(YOUR INSTRUCTIONS):
Every line in the listing below that holds the word "street" should be returned.

(SUPPLIED RECORDS):
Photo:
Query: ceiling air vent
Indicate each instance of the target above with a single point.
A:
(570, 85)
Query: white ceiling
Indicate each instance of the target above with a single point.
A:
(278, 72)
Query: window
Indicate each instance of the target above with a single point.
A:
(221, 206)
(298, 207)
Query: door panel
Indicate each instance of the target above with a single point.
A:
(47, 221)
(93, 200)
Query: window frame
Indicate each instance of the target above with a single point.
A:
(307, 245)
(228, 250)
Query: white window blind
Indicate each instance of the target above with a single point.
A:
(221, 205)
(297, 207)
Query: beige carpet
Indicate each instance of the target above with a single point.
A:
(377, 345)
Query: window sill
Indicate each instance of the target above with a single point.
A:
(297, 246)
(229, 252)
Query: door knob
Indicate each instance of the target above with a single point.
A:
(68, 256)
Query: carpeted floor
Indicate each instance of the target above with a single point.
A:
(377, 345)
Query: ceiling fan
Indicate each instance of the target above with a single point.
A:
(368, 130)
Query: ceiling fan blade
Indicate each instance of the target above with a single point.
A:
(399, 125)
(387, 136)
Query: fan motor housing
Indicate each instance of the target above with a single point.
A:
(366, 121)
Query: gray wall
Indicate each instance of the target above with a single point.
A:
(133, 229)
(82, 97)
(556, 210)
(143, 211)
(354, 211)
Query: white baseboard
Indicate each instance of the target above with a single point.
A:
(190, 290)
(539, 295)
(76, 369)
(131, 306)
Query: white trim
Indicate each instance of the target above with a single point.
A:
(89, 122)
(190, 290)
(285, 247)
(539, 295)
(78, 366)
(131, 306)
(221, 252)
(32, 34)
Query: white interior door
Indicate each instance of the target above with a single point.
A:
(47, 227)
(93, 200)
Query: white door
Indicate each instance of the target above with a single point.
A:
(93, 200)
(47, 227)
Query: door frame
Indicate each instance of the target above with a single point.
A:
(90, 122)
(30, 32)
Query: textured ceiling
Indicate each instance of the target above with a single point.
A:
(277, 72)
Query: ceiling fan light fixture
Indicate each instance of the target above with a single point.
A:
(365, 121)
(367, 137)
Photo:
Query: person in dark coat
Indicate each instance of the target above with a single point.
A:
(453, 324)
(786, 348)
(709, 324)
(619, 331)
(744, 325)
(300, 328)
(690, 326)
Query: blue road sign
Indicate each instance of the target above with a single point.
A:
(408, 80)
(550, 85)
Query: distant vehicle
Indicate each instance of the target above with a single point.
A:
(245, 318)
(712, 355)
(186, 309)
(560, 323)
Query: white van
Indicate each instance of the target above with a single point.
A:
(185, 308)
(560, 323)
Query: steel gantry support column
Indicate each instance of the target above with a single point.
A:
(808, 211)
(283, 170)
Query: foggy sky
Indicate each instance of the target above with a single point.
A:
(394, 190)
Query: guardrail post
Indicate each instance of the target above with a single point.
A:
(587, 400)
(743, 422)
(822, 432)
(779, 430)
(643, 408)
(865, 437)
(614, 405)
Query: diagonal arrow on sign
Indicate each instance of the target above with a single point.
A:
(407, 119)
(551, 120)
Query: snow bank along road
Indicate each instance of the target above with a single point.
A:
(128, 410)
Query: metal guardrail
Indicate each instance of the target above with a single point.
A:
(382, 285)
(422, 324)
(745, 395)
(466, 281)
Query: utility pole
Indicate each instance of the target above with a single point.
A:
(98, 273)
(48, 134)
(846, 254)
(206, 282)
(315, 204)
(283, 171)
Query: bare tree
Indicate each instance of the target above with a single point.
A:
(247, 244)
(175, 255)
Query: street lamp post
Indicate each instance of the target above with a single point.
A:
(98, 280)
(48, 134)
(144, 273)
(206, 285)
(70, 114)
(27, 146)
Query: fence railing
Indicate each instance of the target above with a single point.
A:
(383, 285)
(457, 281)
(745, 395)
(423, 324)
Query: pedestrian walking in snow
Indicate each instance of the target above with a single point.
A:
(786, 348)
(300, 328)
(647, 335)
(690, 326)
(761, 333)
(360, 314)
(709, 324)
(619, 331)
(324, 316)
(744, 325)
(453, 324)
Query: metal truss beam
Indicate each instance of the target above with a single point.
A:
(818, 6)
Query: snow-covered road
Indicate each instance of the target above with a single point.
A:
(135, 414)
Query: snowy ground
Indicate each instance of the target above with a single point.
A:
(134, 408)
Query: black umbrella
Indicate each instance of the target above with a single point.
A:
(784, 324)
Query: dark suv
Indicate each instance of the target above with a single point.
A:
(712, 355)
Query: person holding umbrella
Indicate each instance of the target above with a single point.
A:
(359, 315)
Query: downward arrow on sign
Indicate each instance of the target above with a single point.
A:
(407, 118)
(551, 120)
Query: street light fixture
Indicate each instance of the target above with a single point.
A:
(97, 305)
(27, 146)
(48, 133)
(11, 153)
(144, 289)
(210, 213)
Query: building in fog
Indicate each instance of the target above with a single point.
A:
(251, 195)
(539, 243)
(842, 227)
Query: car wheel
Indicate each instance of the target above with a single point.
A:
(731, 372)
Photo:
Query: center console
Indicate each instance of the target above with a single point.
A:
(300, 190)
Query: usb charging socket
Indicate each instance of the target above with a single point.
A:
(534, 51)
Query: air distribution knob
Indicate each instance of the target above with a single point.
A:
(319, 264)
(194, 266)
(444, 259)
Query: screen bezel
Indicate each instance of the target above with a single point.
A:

(ANSWER FOR THIS EXERCISE):
Query: street lamp post
Query: street light fixture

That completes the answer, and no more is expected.